— DATA FOR PROCESSING —
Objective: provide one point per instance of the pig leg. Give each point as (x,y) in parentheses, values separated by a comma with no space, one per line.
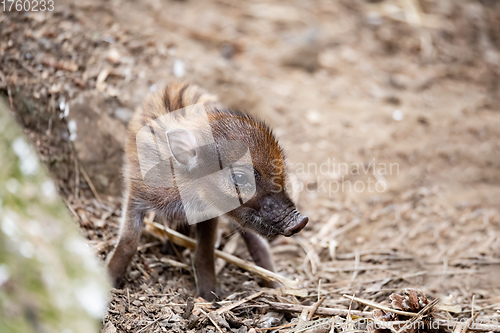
(204,258)
(128,240)
(261,254)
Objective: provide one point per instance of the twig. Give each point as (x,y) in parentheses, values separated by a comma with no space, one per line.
(229,307)
(164,233)
(315,307)
(381,307)
(319,310)
(211,319)
(463,327)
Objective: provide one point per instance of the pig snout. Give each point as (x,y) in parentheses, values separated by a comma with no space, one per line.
(297,224)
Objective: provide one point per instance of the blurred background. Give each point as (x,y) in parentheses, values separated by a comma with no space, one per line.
(399,95)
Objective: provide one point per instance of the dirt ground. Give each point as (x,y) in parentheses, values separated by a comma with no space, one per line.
(388,112)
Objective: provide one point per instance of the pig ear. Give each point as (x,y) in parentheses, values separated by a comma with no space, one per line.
(182,144)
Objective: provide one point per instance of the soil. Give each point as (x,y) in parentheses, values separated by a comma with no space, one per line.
(389,116)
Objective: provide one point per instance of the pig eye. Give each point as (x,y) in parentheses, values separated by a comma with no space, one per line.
(240,179)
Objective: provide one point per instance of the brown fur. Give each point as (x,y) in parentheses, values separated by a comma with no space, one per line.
(277,213)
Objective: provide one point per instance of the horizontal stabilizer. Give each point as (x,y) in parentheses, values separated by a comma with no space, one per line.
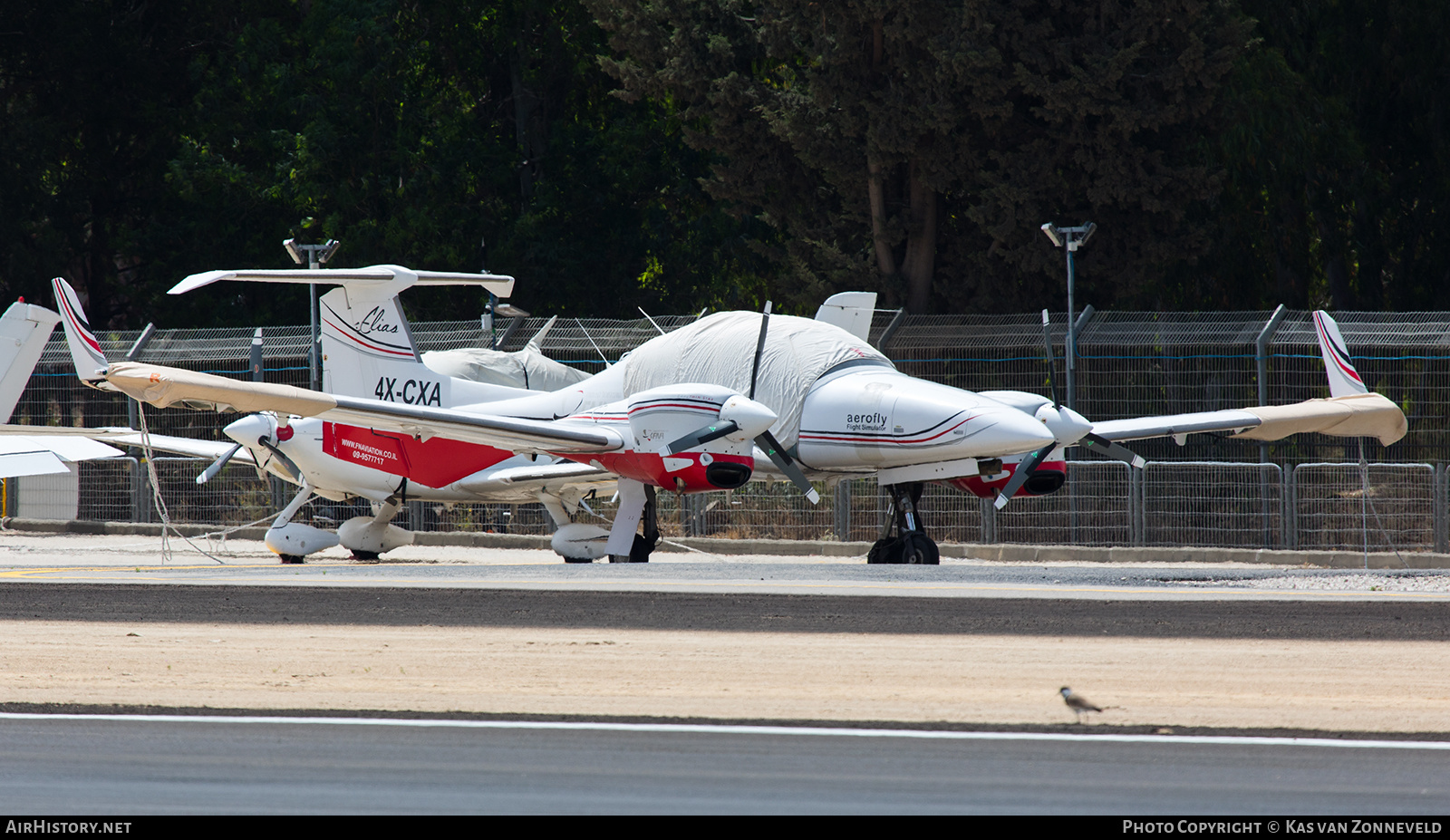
(1370,415)
(499,285)
(41,463)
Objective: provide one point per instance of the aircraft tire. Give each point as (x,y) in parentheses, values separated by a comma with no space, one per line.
(643,547)
(888,550)
(920,550)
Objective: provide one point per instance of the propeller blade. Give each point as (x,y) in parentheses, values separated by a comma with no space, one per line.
(1051,363)
(1101,444)
(701,436)
(778,456)
(1020,476)
(760,347)
(218,465)
(287,465)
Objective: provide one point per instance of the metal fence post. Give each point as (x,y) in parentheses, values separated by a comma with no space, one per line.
(1290,514)
(843,509)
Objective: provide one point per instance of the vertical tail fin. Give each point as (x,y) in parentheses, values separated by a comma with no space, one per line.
(367,350)
(86,352)
(1345,381)
(24,331)
(850,311)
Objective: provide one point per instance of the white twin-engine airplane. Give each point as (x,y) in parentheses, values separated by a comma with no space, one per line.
(700,410)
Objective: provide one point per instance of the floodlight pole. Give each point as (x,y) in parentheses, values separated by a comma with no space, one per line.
(316,257)
(1070,239)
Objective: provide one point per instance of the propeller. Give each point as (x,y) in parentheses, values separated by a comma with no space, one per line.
(702,436)
(1089,439)
(749,418)
(218,465)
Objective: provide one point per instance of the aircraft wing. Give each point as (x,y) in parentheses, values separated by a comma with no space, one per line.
(38,454)
(543,476)
(164,386)
(1356,415)
(188,447)
(70,441)
(500,285)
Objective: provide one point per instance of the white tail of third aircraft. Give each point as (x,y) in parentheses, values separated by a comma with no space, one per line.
(1345,381)
(91,362)
(24,331)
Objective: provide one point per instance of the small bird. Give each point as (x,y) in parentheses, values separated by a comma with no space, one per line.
(1078,702)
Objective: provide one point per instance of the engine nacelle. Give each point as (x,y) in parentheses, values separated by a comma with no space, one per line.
(580,541)
(364,534)
(1048,478)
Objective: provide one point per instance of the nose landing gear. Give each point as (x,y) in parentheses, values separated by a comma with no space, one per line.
(904,540)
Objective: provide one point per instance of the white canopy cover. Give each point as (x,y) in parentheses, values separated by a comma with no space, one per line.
(721,350)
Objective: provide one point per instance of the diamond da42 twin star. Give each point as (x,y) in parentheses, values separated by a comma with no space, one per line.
(712,403)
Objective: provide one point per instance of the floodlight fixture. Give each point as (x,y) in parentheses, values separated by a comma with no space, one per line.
(1069,239)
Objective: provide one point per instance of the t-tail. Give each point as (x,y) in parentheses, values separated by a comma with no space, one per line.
(1345,381)
(86,352)
(369,350)
(367,347)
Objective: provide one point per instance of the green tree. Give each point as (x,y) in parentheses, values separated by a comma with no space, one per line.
(93,101)
(918,145)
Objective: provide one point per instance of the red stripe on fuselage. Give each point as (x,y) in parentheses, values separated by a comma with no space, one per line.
(372,347)
(435,461)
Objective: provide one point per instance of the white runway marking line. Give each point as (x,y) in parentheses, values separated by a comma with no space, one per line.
(751,730)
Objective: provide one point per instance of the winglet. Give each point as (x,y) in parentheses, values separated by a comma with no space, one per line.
(1345,381)
(86,352)
(536,343)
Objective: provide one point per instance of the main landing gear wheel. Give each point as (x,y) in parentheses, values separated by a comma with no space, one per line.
(645,543)
(910,546)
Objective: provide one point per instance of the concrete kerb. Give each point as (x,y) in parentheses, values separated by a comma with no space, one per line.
(1002,553)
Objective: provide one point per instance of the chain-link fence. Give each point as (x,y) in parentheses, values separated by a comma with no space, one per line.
(1302,492)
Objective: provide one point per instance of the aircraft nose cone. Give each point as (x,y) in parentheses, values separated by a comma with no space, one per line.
(1015,432)
(248,429)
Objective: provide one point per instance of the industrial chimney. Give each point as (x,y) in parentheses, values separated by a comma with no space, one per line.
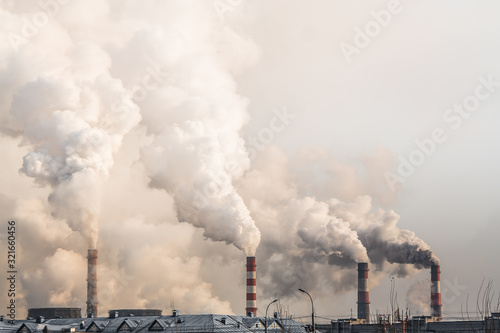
(436,291)
(92,284)
(251,309)
(363,293)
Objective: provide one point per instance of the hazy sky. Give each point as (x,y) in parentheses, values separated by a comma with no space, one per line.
(361,90)
(395,91)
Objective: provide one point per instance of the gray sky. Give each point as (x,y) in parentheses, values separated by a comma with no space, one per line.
(395,91)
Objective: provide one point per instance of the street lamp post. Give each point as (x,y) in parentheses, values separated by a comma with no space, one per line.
(312,311)
(265,328)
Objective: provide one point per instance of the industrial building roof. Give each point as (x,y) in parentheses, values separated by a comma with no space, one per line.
(209,323)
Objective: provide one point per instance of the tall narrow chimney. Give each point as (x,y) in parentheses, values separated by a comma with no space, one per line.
(92,284)
(436,291)
(363,293)
(251,309)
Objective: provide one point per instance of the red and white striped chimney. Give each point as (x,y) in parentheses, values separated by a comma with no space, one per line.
(436,291)
(363,293)
(92,284)
(251,309)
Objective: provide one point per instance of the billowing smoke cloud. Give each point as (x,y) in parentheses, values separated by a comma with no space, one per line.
(381,235)
(134,122)
(417,298)
(197,152)
(305,237)
(73,116)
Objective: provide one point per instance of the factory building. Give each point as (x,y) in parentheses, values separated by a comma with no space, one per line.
(418,324)
(175,323)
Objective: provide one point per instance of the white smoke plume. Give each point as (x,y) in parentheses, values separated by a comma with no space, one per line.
(417,298)
(196,150)
(73,116)
(305,236)
(128,115)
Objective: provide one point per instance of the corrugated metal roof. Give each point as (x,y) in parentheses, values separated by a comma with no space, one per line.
(210,323)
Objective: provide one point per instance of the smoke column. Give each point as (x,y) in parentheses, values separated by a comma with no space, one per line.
(92,284)
(436,291)
(363,293)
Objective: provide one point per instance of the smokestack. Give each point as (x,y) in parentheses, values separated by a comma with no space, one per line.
(436,291)
(92,284)
(363,293)
(251,309)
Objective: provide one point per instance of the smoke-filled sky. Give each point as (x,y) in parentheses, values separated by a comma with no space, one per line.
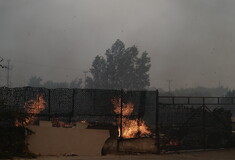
(189,41)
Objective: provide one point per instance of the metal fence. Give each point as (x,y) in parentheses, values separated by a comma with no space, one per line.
(176,123)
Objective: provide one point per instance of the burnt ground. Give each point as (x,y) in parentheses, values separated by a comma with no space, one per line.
(202,155)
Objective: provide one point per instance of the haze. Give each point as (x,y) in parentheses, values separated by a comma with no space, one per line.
(190,42)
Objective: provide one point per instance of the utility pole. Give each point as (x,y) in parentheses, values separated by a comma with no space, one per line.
(85,73)
(169,84)
(9,68)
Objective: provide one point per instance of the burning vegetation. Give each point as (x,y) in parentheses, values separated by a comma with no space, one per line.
(32,108)
(130,128)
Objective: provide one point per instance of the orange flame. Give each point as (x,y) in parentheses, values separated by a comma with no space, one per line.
(130,128)
(32,107)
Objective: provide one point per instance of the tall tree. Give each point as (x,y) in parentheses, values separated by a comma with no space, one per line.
(121,68)
(35,81)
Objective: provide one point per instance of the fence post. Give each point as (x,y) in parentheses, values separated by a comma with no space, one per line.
(72,112)
(49,104)
(121,113)
(157,124)
(120,116)
(204,127)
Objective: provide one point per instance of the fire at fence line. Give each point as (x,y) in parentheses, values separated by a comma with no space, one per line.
(131,128)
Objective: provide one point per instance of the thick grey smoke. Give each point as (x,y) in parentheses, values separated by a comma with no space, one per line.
(190,42)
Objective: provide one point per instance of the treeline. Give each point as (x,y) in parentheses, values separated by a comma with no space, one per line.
(35,81)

— WRITTEN EXERCISE —
Write out only what runs from the line holding "Objective: provide one point per instance of the orange" through the last line of the records, exactly as shown.

— RESPONSE TO THE TASK —
Objective: provide one point per instance of the orange flame. Give each point as (x,y) in parentheses, values separated by a comma with no space, one per line.
(130,128)
(32,107)
Objective: provide one point per instance of the tall tree. Give each point as (x,y) in parentheses, values separated by a comma with no space, one per line.
(121,68)
(35,81)
Objective: provide one point per instance of the fence post. Give each point as (x,y) in parentheses, values separated by a comma with no space, one per line.
(72,112)
(49,104)
(121,113)
(157,124)
(120,116)
(204,127)
Objective: provide one point per instance of the fire at fence line. Give each point as (x,y) in parentheses, values separated by a comma with no space, one per line.
(131,128)
Objective: provide one point per instance of the thick grey smoke. Give each point as (x,y) in parentheses, values separated by a comma with no space, one per line.
(190,42)
Objective: provide one point per instance of the treeline. Give each point as (x,y) in parentheses, values separated by a comma with no space, one per line.
(35,81)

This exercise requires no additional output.